*** Begin section ***

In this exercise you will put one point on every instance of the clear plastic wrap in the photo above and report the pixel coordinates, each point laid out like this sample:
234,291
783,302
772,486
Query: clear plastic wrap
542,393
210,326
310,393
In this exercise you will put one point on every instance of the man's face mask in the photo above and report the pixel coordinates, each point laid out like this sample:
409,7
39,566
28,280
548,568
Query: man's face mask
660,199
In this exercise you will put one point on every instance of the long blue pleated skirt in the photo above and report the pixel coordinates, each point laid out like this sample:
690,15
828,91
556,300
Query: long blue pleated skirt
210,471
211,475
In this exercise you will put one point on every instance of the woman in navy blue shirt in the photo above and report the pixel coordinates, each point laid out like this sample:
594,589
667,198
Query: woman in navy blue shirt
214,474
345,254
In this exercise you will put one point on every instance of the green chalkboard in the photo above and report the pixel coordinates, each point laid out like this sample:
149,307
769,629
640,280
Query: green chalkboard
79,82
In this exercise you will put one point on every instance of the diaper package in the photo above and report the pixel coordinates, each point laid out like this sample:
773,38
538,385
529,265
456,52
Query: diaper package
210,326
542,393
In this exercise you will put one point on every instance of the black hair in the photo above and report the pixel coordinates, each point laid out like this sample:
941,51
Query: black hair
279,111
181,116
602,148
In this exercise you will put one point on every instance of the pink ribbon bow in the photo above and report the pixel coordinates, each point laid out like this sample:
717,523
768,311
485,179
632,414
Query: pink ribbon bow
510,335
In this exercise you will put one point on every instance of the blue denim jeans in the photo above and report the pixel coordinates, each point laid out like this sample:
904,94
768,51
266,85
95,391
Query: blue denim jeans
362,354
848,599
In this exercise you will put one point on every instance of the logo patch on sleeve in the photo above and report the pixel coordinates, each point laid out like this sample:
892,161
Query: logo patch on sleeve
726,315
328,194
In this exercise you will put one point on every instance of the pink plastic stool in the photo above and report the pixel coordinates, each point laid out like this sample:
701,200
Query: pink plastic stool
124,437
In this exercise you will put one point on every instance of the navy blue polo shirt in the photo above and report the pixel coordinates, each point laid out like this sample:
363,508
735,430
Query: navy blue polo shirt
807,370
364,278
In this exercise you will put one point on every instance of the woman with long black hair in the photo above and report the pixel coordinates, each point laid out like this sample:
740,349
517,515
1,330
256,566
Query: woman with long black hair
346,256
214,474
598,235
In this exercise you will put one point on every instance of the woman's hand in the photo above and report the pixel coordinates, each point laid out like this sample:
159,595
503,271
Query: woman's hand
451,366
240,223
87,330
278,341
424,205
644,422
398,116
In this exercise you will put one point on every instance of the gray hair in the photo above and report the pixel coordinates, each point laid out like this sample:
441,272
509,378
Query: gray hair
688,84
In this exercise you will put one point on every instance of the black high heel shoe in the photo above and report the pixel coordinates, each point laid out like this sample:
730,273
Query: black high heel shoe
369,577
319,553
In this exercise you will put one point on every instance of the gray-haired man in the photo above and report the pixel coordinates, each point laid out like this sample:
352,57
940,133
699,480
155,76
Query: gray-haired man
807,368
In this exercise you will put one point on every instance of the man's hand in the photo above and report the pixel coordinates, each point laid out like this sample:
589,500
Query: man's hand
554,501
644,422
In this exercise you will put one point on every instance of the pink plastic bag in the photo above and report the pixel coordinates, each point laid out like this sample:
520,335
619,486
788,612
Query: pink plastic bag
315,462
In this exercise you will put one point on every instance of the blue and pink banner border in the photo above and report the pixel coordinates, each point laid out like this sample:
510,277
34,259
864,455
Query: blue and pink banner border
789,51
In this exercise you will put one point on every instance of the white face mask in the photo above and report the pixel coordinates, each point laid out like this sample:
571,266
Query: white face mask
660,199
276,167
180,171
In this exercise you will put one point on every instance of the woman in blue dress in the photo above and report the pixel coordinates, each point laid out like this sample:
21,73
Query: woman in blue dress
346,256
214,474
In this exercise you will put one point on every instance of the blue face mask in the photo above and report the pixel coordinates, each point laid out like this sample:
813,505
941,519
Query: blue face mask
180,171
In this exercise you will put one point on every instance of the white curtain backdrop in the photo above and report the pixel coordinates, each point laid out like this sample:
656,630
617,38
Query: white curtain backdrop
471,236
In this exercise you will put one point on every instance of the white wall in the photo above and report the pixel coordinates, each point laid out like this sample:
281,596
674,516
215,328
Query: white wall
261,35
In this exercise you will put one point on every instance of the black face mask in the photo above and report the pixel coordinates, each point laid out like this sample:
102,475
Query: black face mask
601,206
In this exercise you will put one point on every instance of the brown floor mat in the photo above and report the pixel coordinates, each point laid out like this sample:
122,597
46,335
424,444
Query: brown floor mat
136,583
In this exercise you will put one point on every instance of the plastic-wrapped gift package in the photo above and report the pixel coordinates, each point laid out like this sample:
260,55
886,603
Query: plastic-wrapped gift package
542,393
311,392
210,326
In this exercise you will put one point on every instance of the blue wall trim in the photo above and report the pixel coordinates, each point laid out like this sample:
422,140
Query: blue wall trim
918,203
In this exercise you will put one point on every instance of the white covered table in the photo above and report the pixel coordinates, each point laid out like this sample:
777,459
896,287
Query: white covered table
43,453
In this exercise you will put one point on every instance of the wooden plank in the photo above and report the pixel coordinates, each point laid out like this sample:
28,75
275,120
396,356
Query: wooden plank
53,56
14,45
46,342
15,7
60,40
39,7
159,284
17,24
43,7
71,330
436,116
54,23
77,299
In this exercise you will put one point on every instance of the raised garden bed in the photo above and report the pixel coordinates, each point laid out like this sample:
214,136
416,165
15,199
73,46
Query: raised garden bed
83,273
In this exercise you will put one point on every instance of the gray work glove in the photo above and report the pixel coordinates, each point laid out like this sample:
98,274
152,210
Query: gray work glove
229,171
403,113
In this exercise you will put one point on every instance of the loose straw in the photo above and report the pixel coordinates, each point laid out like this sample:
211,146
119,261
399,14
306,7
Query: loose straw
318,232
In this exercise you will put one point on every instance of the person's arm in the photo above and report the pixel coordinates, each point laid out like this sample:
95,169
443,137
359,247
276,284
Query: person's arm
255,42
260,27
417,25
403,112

*** End section ***

## What is required
Return every record, word for word.

## Result of this exercise
In this exercise you will put one point on every instance of the clear plastic wrap in the photo above and report the pixel coordinates, each point laid out like this sample:
234,291
783,302
772,486
Query: clear plastic wrap
542,393
210,326
310,393
In this exercise you will put one point on every instance of the man's face mask in the photo above and report the pixel coordinates, each point laid out like this sample:
409,7
39,566
28,280
548,568
Query: man's face mask
660,199
In this exercise you will put one point on every instance of the long blue pleated skirt in the photo above and report the pixel coordinates, each point laid out like this sample:
690,15
828,91
556,300
Query: long blue pleated skirt
210,471
211,475
In this exercise you will put one point on every instance of the woman in navy blue shirt in the photo above and report the pixel coordinates, each point laid out like this sample:
594,589
667,198
Query: woman in navy blue shirt
214,474
345,254
In this exercise you will put one point on every instance of the green chalkboard in the photo above and report the pixel coordinates, each point laid out like this sample:
149,307
769,629
640,280
Query: green chalkboard
79,82
In this exercise you will put one point on every instance of the diaper package in the photo above and report the pixel coordinates, each point laid out like this sample:
773,38
538,385
529,265
456,52
Query: diaper package
210,326
542,393
In this exercise you will put one point on every instance of the black hair in the photo above and report the pixel coordinates, each point laid out like this sample:
941,51
Query: black hair
279,111
181,116
602,148
In this exercise you will put one point on every instance of the pink ribbon bow in the photo above and report the pixel coordinates, each point laid out like this sample:
717,523
768,311
485,179
632,414
Query: pink ribbon bow
510,335
In this exercise you will put one point on every instance of the blue denim jeans in the photo above and report the pixel coordinates, each point laid out like this sample:
904,94
768,51
266,85
95,391
Query: blue denim jeans
362,354
848,599
In this exercise you will put one point on every instance of the logo patch on sleeve in the photo above and report the pixel coordinates, each point laid out like this sample:
892,161
Query: logo patch on sleeve
726,315
328,194
In this exercise you will put one point on every instance of the pink plastic stool in the photo above and report the pixel coordinates, each point laid out like this sample:
701,200
Query: pink plastic stool
124,437
In this exercise you will put one point on every instance of the navy blue polo shirt in the photo above and report the pixel coordinates, each point laid out like this sample:
363,508
735,430
Query: navy blue polo shirt
807,370
364,278
In this exercise you will put one point on every instance of the woman with long black hair in the photo above and report the pixel coordinates, each point laid out like this sample:
740,349
517,515
1,330
256,566
Query: woman with long black hair
346,256
214,474
598,235
In this exercise you will put one point on every instance of the woman's hand in the photo above and report the pixel coordinates, each point laid out like this sample:
159,595
503,271
Query: woman's hand
451,366
240,223
87,330
278,341
424,205
644,422
398,116
In this exercise you will put one point on every instance of the gray hair in the photo above and report the pixel coordinates, each point laid out like this sample:
441,272
509,378
Query: gray hair
688,84
In this exercise you will put one point on every instance of the black high heel shoe in the photo above and report the pixel coordinates, each point laid out like this sample:
730,273
Query: black high heel shoe
369,577
319,553
In this exercise you will put one point on every instance of the gray-haired man in the photo above and report the pixel coordinates, each point laid out like this sample:
352,57
940,133
699,480
155,76
Query: gray-haired man
807,368
In this exercise you will put one point on every instance of the man's hand in the photo above and report the pixel coordinates, each point laid out like this sample:
589,500
Query: man's hand
554,501
644,422
In this exercise you will put one point on every instance of the pink plastic bag in the photo above and report the pixel coordinates, each point laid out like this sample:
520,335
619,486
788,612
Query: pink plastic bag
315,462
In this exercise you will put one point on every instance of the blue and pink banner border in the photo above and report the pixel coordinates, each point laid out like this sample:
510,277
34,259
864,455
Query: blue and pink banner border
789,51
In this exercise you will put one point on every instance of the white face mask in the photo above and report the pixel coordinates, each point laid out like this sample:
571,266
Query: white face mask
660,199
276,167
180,171
In this exercise you will put one point on every instance of the woman in blue dress in the photo above and report the pixel coordinates, each point laid out like this sample:
21,73
Query: woman in blue dress
346,256
214,474
In this exercise you will put one point on every instance of the blue face mask in the photo above and report the pixel coordinates, each point laid out like this sample:
813,505
941,519
Query: blue face mask
180,171
In this exercise you will put one point on every instance of the white curtain backdrop in the photo above and report the pixel coordinates, each point laid out like this sample:
656,630
617,38
Query: white curtain backdrop
471,236
In this exercise you will put one point on every instance of the white wall in the photo above and report the pixel coordinates, each point laid out like this sample:
281,596
674,516
215,328
Query: white wall
261,35
In this exercise you will put one point on every instance of the black face mask in the photo above and report the pixel coordinates, each point laid out like this sample:
102,475
Query: black face mask
601,206
In this exercise you will put one point on every instance of the brown floor mat in the photo above and report the pixel coordinates, each point laid out like this sample:
122,597
46,335
424,444
Query: brown floor mat
136,583
In this exercise you will put one point on every instance of the plastic-wrapped gift package in the photo above and report the pixel coordinates, each point laid out like this sample:
260,55
886,603
Query: plastic-wrapped gift package
542,393
311,392
210,326
In this exercise you will put one point on every instance of the blue wall trim in the photo above and report the pixel coordinates, each point laid out like this sample:
422,140
Query: blue wall trim
918,203
In this exercise you will put one point on every instance of the white covered table in the photo above and report the pixel coordinates, each point laid out like this sample:
777,459
896,287
Query: white covered table
43,453
In this exercise you will put one point on every instance of the wooden plank in the photo above and report the pixel coordinates, each point laid out like this sample:
28,75
275,120
396,356
Query: wooden plank
53,56
14,45
46,342
15,7
60,40
39,7
159,284
17,24
43,7
71,330
436,116
54,23
77,299
In this exercise you will put one point on every instance of the raised garden bed in the photo above and report the pixel coordinates, each point laid out like this sample:
214,136
416,165
15,199
73,46
Query: raised garden bed
83,273
In this exercise you will put one point on every instance of the gray work glove in the photo above and report the pixel coordinates, each point laid out like this sample:
98,274
152,210
Query: gray work glove
229,171
403,113
In this exercise you will put one point on every instance of the loose straw in the photo above and report the pixel coordinates, each point laid out like this sample:
211,146
119,261
399,14
306,7
Query: loose straw
318,232
In this exercise you will put one point on every instance of the person's arm in the photo above and report the pixel coordinates, each point laid out like this sample:
95,169
443,137
359,247
276,284
Query: person's arm
255,42
260,27
417,25
403,112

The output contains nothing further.